Objectives –
a - Copy the part of the King—Vaughan riding text that opens with the words containing "King—Vaughan is a" and closes with "Ridges—Markham and Vaughan.".
b - List every road, drive, trail, or highway that the King—Vaughan riding text names.
c - Pick up the King—Vaughan riding text after its final sentence and keep writing it.

-- start of Page extract --

King—Vaughan is a federal electoral district in Ontario, Canada.

King—Vaughan was created by the 2012 federal electoral boundaries redistribution and was legally defined in the 2013 representation order. It came into effect upon the dropping of the writs for the 2015 federal election. It was created out of parts of the ridings of Oak Ridges—Markham and Vaughan.

Geography

The riding consists of:
 the part of the Township of King lying south of Highway 9 and Davis Drive West; and the part of the City of Vaughan lying north and east of a line commencing at the intersection of the western city limit with Major Mackenzie Drive; then easterly along Major Mackenzie then east along said drive to Humber Bridge Trail, on and from which it runs east to and on Old Major Mackenzie Drive to Major Mackenzie Drive; then east along Major Mackenzie to Highway 400; then south on Highway 400 to Rutherford Road; then easterly along Rutherford road to the eastern city limit.

-- end of Page extract --
-- start of Recorded information --

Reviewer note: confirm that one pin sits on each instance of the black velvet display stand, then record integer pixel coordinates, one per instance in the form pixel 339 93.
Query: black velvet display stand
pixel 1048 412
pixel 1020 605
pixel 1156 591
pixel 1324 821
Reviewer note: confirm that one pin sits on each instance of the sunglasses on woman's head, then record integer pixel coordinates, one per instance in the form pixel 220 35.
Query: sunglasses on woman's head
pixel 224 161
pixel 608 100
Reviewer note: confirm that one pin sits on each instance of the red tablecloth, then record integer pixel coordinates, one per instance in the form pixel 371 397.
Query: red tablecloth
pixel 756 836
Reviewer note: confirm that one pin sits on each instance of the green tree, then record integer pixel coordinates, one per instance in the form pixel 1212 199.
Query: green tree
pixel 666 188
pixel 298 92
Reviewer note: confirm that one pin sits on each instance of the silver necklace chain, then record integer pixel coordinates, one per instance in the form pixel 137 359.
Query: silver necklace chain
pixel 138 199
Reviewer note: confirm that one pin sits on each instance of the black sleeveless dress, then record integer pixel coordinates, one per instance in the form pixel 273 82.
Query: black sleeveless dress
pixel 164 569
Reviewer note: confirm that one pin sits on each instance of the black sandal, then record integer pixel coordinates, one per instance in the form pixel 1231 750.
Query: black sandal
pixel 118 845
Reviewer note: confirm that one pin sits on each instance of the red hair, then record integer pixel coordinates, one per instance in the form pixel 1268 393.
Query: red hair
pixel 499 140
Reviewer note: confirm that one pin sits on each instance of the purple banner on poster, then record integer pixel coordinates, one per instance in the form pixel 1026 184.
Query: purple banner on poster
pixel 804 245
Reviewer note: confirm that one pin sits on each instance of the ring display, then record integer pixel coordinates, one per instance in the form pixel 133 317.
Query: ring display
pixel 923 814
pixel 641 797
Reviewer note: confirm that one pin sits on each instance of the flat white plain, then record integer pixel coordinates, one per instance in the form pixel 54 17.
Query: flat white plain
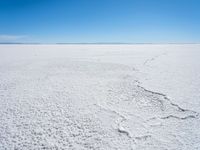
pixel 100 96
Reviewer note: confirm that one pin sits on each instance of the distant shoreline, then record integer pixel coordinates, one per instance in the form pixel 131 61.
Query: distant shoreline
pixel 97 43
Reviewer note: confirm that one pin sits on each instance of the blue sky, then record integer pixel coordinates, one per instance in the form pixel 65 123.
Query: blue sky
pixel 130 21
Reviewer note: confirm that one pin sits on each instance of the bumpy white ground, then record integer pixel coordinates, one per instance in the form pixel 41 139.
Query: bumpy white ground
pixel 99 97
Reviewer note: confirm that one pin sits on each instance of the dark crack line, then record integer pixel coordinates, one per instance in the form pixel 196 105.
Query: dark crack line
pixel 179 118
pixel 171 103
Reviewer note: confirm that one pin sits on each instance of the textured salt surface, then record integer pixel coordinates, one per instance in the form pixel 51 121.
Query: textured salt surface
pixel 99 97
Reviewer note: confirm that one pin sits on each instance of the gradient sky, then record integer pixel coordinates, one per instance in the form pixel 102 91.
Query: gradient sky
pixel 135 21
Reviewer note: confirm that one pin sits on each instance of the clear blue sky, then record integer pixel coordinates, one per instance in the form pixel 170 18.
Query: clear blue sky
pixel 51 21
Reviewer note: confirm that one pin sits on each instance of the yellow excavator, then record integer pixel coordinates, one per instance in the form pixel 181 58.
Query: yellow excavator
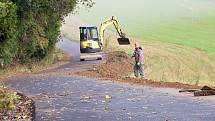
pixel 91 42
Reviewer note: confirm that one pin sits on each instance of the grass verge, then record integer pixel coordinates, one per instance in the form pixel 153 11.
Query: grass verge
pixel 45 63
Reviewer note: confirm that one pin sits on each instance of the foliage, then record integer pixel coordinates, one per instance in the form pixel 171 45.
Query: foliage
pixel 7 100
pixel 7 32
pixel 36 30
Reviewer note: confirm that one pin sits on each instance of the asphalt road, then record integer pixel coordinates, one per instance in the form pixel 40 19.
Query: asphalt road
pixel 63 97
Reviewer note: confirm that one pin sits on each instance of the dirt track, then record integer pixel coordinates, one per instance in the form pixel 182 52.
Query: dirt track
pixel 60 96
pixel 119 66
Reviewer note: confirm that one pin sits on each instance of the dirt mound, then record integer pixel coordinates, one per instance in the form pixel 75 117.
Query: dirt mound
pixel 119 66
pixel 117 56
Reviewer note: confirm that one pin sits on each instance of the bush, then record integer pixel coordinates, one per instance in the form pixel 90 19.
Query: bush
pixel 8 32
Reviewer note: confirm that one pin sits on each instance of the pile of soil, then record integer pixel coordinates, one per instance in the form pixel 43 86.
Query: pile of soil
pixel 119 66
pixel 24 108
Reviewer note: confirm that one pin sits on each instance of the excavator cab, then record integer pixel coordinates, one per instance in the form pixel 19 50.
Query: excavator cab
pixel 123 41
pixel 89 40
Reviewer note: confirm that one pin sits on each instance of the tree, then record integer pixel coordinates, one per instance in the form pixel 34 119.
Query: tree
pixel 38 26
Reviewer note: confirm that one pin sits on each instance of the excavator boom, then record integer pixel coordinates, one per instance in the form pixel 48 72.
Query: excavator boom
pixel 122 40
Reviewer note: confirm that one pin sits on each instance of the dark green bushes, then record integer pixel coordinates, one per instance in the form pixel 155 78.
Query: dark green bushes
pixel 29 29
pixel 8 32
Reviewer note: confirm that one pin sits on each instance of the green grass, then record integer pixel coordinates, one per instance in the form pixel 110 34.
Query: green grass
pixel 196 34
pixel 178 36
pixel 35 66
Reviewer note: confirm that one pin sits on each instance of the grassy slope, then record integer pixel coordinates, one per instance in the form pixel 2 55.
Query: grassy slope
pixel 167 61
pixel 196 34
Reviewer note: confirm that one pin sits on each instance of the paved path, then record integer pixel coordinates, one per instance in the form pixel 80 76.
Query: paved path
pixel 63 97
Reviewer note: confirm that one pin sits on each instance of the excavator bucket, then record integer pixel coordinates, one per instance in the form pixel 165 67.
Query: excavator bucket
pixel 123 41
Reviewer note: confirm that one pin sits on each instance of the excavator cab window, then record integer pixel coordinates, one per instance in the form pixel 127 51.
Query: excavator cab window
pixel 88 33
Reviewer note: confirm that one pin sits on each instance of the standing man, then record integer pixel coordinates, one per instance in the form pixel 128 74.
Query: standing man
pixel 139 61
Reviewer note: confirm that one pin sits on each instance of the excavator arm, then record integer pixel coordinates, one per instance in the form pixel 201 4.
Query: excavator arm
pixel 105 24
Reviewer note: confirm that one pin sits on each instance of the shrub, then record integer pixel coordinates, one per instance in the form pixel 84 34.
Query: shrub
pixel 8 32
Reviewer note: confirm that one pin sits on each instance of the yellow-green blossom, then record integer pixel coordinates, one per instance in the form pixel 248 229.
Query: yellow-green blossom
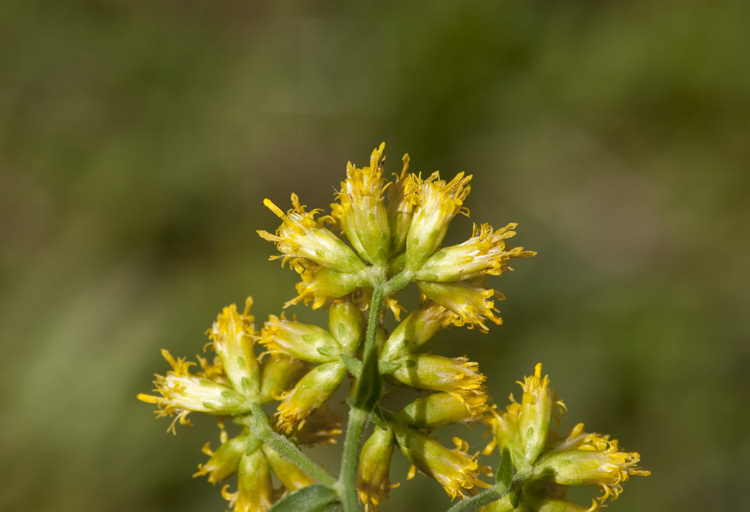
pixel 439 409
pixel 415 330
pixel 455 470
pixel 361 211
pixel 320 284
pixel 232 336
pixel 483 254
pixel 183 393
pixel 277 374
pixel 302 341
pixel 288 474
pixel 303 238
pixel 438 202
pixel 426 371
pixel 254 485
pixel 373 484
pixel 471 303
pixel 402 198
pixel 312 391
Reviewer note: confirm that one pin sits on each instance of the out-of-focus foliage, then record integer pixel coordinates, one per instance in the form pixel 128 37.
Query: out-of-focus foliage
pixel 138 138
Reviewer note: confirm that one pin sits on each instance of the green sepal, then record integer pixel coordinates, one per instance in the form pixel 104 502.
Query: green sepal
pixel 504 475
pixel 313 498
pixel 388 367
pixel 515 497
pixel 369 383
pixel 353 364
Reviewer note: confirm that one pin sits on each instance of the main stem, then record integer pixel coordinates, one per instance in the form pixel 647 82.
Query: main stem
pixel 358 416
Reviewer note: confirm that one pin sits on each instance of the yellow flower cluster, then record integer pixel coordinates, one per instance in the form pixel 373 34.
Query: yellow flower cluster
pixel 400 235
pixel 380 236
pixel 556 462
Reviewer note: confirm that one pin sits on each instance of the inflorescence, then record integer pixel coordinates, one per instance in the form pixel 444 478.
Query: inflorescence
pixel 380 236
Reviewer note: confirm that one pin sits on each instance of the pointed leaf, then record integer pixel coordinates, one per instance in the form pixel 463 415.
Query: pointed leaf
pixel 313 498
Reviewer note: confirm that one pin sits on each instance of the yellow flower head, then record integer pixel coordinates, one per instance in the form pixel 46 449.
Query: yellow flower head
pixel 455 470
pixel 426 371
pixel 182 393
pixel 538 406
pixel 439 409
pixel 310 393
pixel 361 211
pixel 600 463
pixel 483 254
pixel 302 341
pixel 232 336
pixel 373 485
pixel 438 202
pixel 471 303
pixel 402 199
pixel 302 238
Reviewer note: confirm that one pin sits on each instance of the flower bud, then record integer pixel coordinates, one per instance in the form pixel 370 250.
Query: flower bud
pixel 416 329
pixel 277 374
pixel 373 485
pixel 291 476
pixel 426 371
pixel 254 484
pixel 312 391
pixel 454 470
pixel 438 409
pixel 607 468
pixel 225 460
pixel 303 341
pixel 320 284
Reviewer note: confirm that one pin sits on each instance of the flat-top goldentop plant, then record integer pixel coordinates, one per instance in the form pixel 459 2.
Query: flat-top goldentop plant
pixel 392 237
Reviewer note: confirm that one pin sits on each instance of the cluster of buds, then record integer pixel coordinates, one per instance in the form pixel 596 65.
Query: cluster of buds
pixel 379 236
pixel 554 463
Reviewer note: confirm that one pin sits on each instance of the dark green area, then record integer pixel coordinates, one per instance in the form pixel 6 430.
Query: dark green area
pixel 138 139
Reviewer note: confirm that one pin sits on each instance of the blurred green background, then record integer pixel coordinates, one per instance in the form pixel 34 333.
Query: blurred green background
pixel 138 139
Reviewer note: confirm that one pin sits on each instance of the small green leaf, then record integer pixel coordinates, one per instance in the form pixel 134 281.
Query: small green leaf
pixel 388 367
pixel 313 498
pixel 353 364
pixel 504 474
pixel 515 497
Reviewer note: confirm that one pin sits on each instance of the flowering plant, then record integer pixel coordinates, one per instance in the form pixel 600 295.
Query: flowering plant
pixel 394 231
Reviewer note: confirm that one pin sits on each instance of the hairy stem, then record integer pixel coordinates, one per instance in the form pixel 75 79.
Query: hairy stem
pixel 365 396
pixel 286 448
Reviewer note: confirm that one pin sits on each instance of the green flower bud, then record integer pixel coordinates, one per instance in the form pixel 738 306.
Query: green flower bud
pixel 440 409
pixel 303 341
pixel 416 329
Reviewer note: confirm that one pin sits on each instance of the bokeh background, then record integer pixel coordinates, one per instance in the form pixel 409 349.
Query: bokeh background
pixel 138 139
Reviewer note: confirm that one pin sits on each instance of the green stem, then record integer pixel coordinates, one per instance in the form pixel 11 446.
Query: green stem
pixel 366 393
pixel 286 448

-- end of Recorded information --

Expected results –
a -
King—Vaughan is a federal electoral district in Ontario, Canada.

King—Vaughan was created by the 2012 federal electoral boundaries redistribution and was legally defined in the 2013 representation order. It came into effect upon the dropping of the writs for the 2015 federal election. It was created out of parts of the ridings of Oak Ridges—Markham and Vaughan.

b -
Highway 9
Davis Drive West
Major Mackenzie Drive
Humber Bridge Trail
Old Major Mackenzie Drive
Highway 400
Rutherford Road

c -
Demographics
According to the Canada 2021 Census

Ethnic groups: 56.2% White, 13.8% South Asian, 8.9% Chinese, 4.1% West Asian, 3.6% Black, 2.5% Southeast Asian, 2.4% Latin American, 2.1% Filipino, 1.6% Arab, 1.2% Korean
Languages: 48.2% English, 7.9% Italian, 5.0% Russian, 4.6% Mandarin, 3.2% Urdu, 2.2% Spanish, 2.0% Cantonese, 1.9% Persian, 1.5% Punjabi, 1.4% Vietnamese, 1.3% Portuguese, 1.3% Tamil, 1.0% Tagalog, 1.0% Arabic, 1.0% Korean
Religions: 55.8% Christian (39.2% Catholic, 5.0% Christian Orthodox, 1.0% Pentecostal, 1.0% Anglican, 9.6% Other), 10.2% Muslim, 5.0% Hindu, 5.9% Jewish, 2.3% Buddhist, 1.8% Sikh, 18.6% None
Median income: $44,000 (2020)
Average income: $66,600 (2020)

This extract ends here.